Top of Provided data

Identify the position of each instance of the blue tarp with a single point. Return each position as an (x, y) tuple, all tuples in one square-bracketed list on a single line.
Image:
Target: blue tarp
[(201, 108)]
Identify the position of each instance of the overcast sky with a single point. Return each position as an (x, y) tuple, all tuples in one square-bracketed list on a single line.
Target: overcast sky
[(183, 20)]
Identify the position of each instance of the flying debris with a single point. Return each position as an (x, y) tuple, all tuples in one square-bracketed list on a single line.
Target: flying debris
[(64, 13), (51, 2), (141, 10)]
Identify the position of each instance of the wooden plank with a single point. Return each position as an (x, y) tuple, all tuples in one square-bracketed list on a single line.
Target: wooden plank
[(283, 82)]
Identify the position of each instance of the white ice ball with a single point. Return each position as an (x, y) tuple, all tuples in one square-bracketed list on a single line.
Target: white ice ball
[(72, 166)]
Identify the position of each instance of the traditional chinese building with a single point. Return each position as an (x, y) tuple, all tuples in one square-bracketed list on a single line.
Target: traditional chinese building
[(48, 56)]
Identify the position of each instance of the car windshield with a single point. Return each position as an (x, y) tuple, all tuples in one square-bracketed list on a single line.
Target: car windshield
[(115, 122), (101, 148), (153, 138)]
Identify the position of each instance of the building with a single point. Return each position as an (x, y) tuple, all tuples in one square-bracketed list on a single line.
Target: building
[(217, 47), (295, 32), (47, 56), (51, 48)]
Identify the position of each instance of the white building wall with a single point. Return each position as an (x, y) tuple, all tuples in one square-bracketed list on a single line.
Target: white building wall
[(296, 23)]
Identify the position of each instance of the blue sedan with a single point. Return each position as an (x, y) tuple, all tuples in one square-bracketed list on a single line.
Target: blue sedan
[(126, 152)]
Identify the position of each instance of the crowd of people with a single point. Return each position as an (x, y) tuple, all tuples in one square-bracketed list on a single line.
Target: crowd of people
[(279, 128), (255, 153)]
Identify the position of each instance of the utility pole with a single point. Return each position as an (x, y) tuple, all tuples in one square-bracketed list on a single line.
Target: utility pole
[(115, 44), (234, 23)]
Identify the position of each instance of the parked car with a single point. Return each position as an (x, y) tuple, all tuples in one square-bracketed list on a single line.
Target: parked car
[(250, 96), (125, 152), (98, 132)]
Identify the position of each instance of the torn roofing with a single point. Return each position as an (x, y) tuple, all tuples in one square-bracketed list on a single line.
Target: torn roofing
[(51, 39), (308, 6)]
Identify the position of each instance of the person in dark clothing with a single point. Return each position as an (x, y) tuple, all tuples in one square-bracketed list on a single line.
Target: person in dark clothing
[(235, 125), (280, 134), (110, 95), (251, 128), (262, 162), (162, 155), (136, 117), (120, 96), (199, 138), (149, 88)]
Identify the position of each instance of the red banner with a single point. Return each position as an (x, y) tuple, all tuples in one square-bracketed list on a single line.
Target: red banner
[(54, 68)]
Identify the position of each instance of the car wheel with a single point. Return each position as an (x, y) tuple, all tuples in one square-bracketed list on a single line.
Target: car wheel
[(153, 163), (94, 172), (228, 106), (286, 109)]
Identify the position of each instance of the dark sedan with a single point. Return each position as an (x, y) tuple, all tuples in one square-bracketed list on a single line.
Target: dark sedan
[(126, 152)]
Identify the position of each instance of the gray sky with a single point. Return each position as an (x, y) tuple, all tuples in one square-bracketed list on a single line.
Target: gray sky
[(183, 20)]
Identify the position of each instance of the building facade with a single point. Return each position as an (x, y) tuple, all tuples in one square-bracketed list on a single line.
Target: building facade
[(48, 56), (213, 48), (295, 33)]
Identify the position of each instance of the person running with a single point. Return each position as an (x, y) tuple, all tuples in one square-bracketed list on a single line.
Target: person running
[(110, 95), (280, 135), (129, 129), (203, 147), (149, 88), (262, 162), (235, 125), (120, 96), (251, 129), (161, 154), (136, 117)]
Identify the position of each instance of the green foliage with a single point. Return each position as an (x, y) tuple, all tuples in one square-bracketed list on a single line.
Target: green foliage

Bottom of Provided data

▶ [Problem statement]: Each record above is to be restated word for word.

▶ [Exercise answer]:
Identify the position of each instance of the blue tarp with a single point. Return each position as an (x, y) tuple, all tuples in one square-bracketed list on a single line.
Image:
Target: blue tarp
[(201, 108)]
Identify the position of each instance of the overcast sky with a single point. Return each position as an (x, y) tuple, all tuples in one square-bracketed list on a single line.
Target: overcast sky
[(183, 20)]
Identify the position of each instance of the flying debris with a single point. Return each position as an (x, y) tuple, all tuples in one square-bracketed list on a single line.
Target: flying debris
[(64, 13), (51, 2), (141, 10)]
Identify the position of each instance of the wooden plank with a single point. Return each position as an (x, y) tuple, all tuples in one square-bracketed list on a single line.
Target: wooden plank
[(283, 82)]
Identify the position of each instance of the white ice ball with a single point. Return each position as an (x, y) tuple, all tuples in one square-bracketed list on a single line.
Target: white ice ball
[(72, 166)]
Identify the position of each instance of the traditional chinese building with a single point. Return each position as an (x, y) tuple, all tuples in one square-bracketed list on a single line.
Target: traditional chinese building
[(48, 56)]
Identify the position of each instance of the car windshield with a single point. Return each position as an (x, y) tuple, all tuples in one square-bracketed list on a single line.
Target: car windshield
[(115, 122), (101, 148), (153, 138)]
Identify the position of each instance of the building with a single point. Return each position as an (x, y) tuple, all tuples in one square-bracketed list on a single line.
Target: building
[(217, 47), (295, 32), (47, 56), (51, 48)]
Identify the position of each instance of the white building wall with a single point. Return each position as an (x, y) tuple, all tuples in one square-bracketed list on a single line.
Target: white building wall
[(296, 23)]
Identify the position of each instance of the blue sedan with a single point. Return each position as an (x, y) tuple, all tuples in one square-bracketed list on a single line.
Target: blue sedan
[(126, 152)]
Identify the position of each instance of the crowd of people with a single point. Return each position as an (x, y) tuple, all tuples in one square-bracketed list on a single line.
Target: crowd of people
[(279, 128), (255, 153)]
Identify the position of each instance of the utility pole with a single point. Return each position as an (x, y) tuple, all tuples in one square-bracketed list on a single line.
Target: utility pole
[(115, 44), (234, 23)]
Identify the position of each instance of the parked car with a single point. Return each position as an (x, y) tuple, all tuples in one square-bracketed list on a single line.
Target: parked car
[(250, 96), (125, 152), (98, 132)]
Identify the position of each instance of the torn roofing with a single point. Return each position as an (x, y) tuple, all tuples in one square-bracketed list on a single line.
Target: torn roofing
[(51, 39), (308, 6)]
Identify the position of each instance of the person in dark clothing with a single point. Return each position as an (x, y) tuple, all tuples in one square-bracketed list on a single line.
Target: person in dark clothing
[(235, 125), (280, 134), (110, 95), (251, 128), (262, 162), (162, 155), (136, 117), (120, 96), (199, 138), (149, 88)]
Identify the position of each instance of the red banner with a single point. Return each position as an (x, y) tuple, all tuples in one square-bracketed list on a single line.
Target: red banner
[(54, 68)]
Identify the position of each instance of the car wheel with a single point. Return each position as an (x, y) tuple, all tuples in one square-bracketed list on a single line.
Target: car wheel
[(153, 163), (94, 172), (228, 106), (286, 109)]
Identify the position of each instance of the dark sedan with a single point. Return each position as an (x, y) tuple, all tuples in one square-bracketed list on a single line.
Target: dark sedan
[(126, 152)]
Identify the position of each instance of the gray sky with a single point. Return each position as an (x, y) tuple, all tuples in one square-bracketed list on a single line.
Target: gray sky
[(183, 20)]
Identify the position of each instance of the building facade with a single point. Return each position as an (x, y) tuple, all tuples in one square-bracketed list on a single line.
Target: building facade
[(48, 56), (213, 48), (295, 33)]
Identify the position of each instance of the person running with a single point. Return each position as an (x, y) tuple, all tuples in one square-bracketed list on a single line.
Target: person running
[(110, 95), (280, 135), (129, 129), (203, 147), (149, 88), (262, 162), (235, 125), (120, 96), (251, 129), (161, 154), (136, 117)]
Identify the position of each instance of the green foliage with a single point. Return each position as an (x, y) tuple, all tuples in one square-bracketed list on a single line.
Target: green foliage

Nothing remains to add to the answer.